Textauszug:
# Facebook Gruppe Frankenstein



## meivin123 (5. November 2011)

Hi,
ich hab mal eine Facebook Gruppe für die Frankenstein Rinne erstellt.
Sinn und Zweck der Gruppe ist, sich zu verabreden oder zu diskutieren.
Alleine fahren ist nähmlich doof.
Die Gruppe gibts hier!


----------



## Pure_Power (6. November 2011)

Fratzenbuch stinkt :kotz:
(und zwar nach Fisch)


----------



## MTB-News.de




----------



## mkolb (6. November 2011)

warum nicht in diesem Forum ?
Nicht jeder nutzt Facebook. Ich selber vertraue Facebook nicht.


----------



## meivin123 (6. November 2011)

Kann man ja auch noch machen^^
Dann erstell ich den Thread aber im Bike und Single Treff!

Edit: Neuer Thread


----------



## hergie (6. November 2011)

meivin123 schrieb:


> Die Gruppe gibts hier!



Die Gruppe Rinne zu nennen und dann auch noch öffentlich zu machen halte ich für keine gute Idee, so kann jeder sehen was man so legal-illegales macht.


----------



## meivin123 (6. November 2011)

Ja hate ich auch als Nebengedanken.
Aber ich komm mit Facebook und dem EInladen nicht so zurecht.


----------



## Pure_Power (6. November 2011)

Pure_Power schrieb:


> Fratzenbuch stinkt :kotz:
> (und zwar nach Fisch)



Kein weiterer Kommentar


----------

(Dateneinträge)

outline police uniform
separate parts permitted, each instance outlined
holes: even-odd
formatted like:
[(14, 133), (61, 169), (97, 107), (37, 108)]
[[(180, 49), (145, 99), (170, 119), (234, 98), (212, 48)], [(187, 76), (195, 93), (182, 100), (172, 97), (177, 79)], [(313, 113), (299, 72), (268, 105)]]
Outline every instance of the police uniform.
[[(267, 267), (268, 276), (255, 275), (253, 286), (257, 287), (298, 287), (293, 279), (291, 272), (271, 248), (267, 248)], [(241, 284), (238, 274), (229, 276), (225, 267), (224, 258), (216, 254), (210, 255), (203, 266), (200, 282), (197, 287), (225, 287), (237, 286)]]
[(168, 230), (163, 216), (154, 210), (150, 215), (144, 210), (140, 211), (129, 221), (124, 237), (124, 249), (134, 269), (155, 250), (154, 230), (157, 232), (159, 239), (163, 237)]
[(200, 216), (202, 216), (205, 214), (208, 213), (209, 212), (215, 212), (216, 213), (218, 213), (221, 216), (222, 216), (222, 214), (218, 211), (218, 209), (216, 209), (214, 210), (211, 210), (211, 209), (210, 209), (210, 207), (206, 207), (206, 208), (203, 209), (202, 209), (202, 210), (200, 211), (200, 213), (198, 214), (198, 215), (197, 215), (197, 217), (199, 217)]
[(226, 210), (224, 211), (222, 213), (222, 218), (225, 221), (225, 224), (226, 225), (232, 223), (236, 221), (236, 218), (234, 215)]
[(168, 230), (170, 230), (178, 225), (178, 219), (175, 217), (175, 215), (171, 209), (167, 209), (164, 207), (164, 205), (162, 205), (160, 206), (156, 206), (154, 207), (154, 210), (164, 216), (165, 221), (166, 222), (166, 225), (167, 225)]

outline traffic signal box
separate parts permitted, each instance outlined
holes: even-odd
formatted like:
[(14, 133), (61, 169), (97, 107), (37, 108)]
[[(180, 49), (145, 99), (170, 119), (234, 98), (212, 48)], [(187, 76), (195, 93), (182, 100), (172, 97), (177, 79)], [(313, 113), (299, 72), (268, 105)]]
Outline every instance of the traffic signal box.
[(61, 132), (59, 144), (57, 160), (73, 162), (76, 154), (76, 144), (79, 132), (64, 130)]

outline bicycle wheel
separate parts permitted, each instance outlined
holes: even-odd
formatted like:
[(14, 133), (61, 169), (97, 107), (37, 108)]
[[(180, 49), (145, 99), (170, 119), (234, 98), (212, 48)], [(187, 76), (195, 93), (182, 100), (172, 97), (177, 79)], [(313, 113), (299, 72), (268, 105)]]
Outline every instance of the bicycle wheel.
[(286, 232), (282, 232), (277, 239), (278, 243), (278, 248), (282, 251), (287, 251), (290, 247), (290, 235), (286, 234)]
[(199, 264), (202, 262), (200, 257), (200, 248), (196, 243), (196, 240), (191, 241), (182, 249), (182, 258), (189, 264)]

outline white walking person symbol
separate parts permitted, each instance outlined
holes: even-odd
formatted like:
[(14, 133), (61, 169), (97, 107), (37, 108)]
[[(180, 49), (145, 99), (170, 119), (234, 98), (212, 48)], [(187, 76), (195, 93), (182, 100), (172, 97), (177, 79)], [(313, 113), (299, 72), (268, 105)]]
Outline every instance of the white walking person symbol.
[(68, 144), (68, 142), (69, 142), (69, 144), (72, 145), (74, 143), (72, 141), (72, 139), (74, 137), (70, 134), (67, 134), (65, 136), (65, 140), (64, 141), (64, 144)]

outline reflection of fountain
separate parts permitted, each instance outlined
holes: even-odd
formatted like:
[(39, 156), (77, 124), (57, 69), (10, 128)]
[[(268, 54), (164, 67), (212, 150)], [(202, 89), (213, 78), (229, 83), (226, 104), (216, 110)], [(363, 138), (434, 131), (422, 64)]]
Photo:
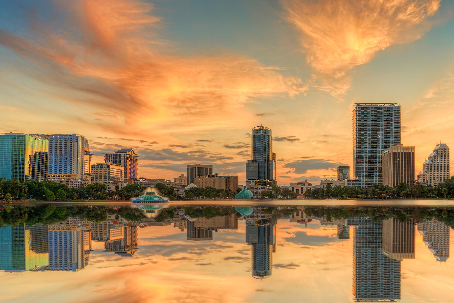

Zu erledigen:
Gib den Abschnitt der Forumsdiskussion über die Facebook-Gruppe zwischen „Nicht jeder nutzt“ und „und Single Treff!“, beide eingeschlossen, wortgetreu wieder. Maßgeblich ist allein die Forumsdiskussion, nicht die Auflistung.

Ausgearbeitete Lösung:
Nicht jeder nutzt Facebook. Ich selber vertraue Facebook nicht.


----------



## meivin123 (6. November 2011)

Kann man ja auch noch machen^^
Dann erstell ich den Thread aber im Bike und Single Treff!